>> start RECORD LIST

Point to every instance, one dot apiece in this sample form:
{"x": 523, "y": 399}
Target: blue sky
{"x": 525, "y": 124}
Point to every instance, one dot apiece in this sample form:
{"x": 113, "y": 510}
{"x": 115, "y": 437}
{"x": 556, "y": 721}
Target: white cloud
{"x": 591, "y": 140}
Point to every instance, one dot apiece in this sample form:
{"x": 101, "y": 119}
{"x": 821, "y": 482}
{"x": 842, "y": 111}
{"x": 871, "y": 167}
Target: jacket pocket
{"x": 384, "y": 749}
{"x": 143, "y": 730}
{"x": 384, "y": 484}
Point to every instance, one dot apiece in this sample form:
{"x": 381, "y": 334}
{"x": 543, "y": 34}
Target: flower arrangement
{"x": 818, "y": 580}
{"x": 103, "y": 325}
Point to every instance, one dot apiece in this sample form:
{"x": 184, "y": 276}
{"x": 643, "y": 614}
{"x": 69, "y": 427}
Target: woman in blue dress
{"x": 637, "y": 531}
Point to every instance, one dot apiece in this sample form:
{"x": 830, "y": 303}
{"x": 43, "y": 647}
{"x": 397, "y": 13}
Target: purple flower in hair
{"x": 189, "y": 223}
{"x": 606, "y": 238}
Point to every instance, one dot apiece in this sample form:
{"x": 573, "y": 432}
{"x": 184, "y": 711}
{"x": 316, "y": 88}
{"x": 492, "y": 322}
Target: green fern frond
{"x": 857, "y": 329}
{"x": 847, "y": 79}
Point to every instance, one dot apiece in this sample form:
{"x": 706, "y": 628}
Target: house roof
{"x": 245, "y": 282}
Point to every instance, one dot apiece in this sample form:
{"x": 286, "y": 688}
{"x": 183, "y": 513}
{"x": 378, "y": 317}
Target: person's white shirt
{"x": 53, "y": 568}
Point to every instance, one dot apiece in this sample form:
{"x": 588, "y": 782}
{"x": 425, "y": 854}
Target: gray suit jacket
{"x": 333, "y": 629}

>> end RECORD LIST

*STATED PROBLEM*.
List each line of the rows above that contains the string "white", matching case exactly.

*TASK ANSWER*.
Target: white cloud
Target: person's white shirt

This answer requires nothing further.